Work to do. Transcribe the material in full, exactly as written.

Available data.
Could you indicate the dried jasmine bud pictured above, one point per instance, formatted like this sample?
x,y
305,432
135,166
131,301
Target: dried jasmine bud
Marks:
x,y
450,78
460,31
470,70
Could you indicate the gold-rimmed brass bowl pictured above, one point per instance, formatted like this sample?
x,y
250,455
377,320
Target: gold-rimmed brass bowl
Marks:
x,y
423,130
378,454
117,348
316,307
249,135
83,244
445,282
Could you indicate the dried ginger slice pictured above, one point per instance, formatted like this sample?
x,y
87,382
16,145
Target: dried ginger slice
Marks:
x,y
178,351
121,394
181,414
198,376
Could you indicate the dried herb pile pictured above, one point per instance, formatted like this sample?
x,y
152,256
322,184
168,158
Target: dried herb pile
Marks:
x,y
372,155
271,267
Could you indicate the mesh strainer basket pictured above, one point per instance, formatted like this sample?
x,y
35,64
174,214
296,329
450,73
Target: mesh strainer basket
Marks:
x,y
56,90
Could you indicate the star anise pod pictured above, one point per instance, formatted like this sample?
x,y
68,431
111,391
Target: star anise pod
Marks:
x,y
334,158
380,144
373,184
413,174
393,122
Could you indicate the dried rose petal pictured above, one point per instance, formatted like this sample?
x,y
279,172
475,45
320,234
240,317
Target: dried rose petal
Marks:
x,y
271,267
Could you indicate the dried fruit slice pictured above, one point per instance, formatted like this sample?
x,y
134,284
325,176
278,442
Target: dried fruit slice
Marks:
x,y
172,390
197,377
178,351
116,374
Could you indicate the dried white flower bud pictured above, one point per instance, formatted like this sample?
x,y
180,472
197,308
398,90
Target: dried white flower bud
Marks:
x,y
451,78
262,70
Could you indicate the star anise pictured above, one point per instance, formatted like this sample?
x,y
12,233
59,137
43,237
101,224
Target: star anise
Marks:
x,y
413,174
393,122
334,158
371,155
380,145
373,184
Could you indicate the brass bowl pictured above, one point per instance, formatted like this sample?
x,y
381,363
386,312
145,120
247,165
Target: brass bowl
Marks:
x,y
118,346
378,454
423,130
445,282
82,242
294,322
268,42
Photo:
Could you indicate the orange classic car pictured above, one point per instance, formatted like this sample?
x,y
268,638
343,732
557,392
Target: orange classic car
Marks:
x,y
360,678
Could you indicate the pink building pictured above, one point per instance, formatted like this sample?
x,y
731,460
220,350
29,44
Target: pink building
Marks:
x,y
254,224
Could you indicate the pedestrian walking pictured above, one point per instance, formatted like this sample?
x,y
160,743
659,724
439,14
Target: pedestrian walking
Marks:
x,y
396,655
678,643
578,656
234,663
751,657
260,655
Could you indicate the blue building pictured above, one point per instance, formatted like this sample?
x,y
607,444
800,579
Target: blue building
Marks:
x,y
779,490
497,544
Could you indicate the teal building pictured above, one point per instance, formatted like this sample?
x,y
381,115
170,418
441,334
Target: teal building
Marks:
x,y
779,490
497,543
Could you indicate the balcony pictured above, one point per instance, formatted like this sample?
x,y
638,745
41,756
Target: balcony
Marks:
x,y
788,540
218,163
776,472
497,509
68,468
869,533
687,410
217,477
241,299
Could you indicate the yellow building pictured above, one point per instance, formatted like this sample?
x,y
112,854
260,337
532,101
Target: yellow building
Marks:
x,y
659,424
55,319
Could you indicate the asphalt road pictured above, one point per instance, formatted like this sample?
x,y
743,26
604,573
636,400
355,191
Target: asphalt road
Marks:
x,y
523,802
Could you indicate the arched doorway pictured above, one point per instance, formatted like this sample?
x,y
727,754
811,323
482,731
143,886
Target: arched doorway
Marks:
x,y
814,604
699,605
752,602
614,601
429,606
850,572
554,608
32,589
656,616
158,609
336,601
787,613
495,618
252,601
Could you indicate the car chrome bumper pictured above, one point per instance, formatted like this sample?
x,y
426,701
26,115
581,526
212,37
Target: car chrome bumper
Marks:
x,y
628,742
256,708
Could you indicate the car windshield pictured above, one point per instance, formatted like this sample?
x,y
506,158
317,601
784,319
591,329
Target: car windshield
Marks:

Solution to the exercise.
Could you indicate the dried jasmine bud pictured above, one point per instance, formatted like this sample?
x,y
305,432
135,166
131,301
Target: dried jasmine bud
Marks:
x,y
450,78
460,31
470,70
Could you indicate the gold-rimmed brass bowl pictured above, one point per instance, formatted like this sample?
x,y
250,455
377,320
Target: gold-rimmed brass bowl
Marks:
x,y
423,130
378,454
117,348
316,307
249,135
83,244
445,282
Could you indicate the dried ginger slice pictured above, one point per instance, formatted like this sample?
x,y
87,382
16,145
Target: dried ginger slice
Marks:
x,y
178,351
121,394
181,414
198,376
Could you indicate the dried herb pile pictured above, one point per instance, formatted like this sample?
x,y
152,256
322,184
168,158
Target: dried herb pile
Marks:
x,y
372,155
271,267
Could you indicate the mesh strainer basket pictured above, one point per instance, formatted like this sample?
x,y
35,64
174,214
296,329
450,73
Target: mesh strainer basket
Marks:
x,y
56,90
Could you indicate the star anise pod pictured above, one point per instance, formatted like this sample?
x,y
68,431
111,391
Target: star anise pod
Marks:
x,y
334,158
380,144
373,184
413,174
393,122
Could you indicate the dried rose petal pictured above, one point per instance, formatted like this sample?
x,y
279,172
475,45
320,234
240,317
Target: dried rose petal
Marks:
x,y
271,267
Could you indicate the dried fruit slice pictured above, one point per instance, formatted like this sample?
x,y
134,284
325,176
278,442
Target: dried fruit slice
Marks:
x,y
172,390
197,377
178,351
116,374
Could you indicate the dried white flower bud pictured above, one point per instance, formatted like this sample?
x,y
180,472
197,308
398,90
Target: dried white flower bud
Marks:
x,y
451,78
262,70
Could you indicate the star anise pictured above, one point per instance, formatted like this sample?
x,y
12,233
59,137
43,237
101,224
Target: star anise
Marks:
x,y
413,174
393,122
334,158
371,155
380,145
373,184
Could you indicate the brass bowl pictured above, one point per instance, formatted like this sample?
x,y
381,363
386,312
145,120
247,165
Target: brass bowl
Marks:
x,y
118,346
378,454
423,130
445,282
82,242
294,322
268,42
Photo:
Could you indicate the orange classic car pictured above, one point per instance, formatted like this sample?
x,y
268,638
343,732
557,392
Target: orange classic car
Marks:
x,y
360,678
Could you indicate the pink building pictured above, one point per instance, formatted like this sample?
x,y
731,460
220,350
29,44
Target: pink building
Marks:
x,y
254,224
Could you indicate the pedestrian walking pictured above, one point per instance, formatted like this sample?
x,y
160,743
659,724
439,14
Target: pedestrian walking
Marks:
x,y
396,655
678,643
578,656
234,663
751,657
260,655
Could you indicate the blue building pictured above, one point per instance, formatted like this sample?
x,y
607,444
800,579
Target: blue building
Marks:
x,y
779,490
497,544
Could you indicate the teal building pictured above, one point per instance, formatted like this sample?
x,y
381,115
170,418
441,334
Target: teal building
Marks:
x,y
779,490
497,543
Could you indicate the balcony pictured above, one point per instance, formatted like this sample?
x,y
638,745
41,756
Target: balcony
Marks:
x,y
788,540
218,163
776,472
497,509
68,468
869,533
687,410
217,477
241,299
Could you indicate the yellow building pictured above, one point per instance, formatted like this sample?
x,y
112,854
260,337
532,101
Target: yellow building
Marks:
x,y
659,424
55,319
Could you indicate the asphalt road pictured above, one point per instance, formatted like this sample?
x,y
743,26
604,573
636,400
355,191
Target: asphalt road
Marks:
x,y
523,802
Could you indicate the arched doorway pictured above, one point per instance, formatted like this sample?
x,y
727,754
811,323
482,731
143,886
Target: arched doorway
Marks:
x,y
814,604
699,605
752,602
614,601
429,606
850,572
554,608
32,589
656,616
158,609
336,601
787,613
495,618
252,601
Could you indicate the car chrome bumper pictured above, one point per instance, formatted like this sample?
x,y
426,701
26,115
581,526
212,37
Target: car chrome bumper
Marks:
x,y
628,742
256,708
Could you indicate the car windshield pictured above, one point per instance, formatted like this sample?
x,y
506,158
317,601
784,319
591,329
Target: car windshield
Marks:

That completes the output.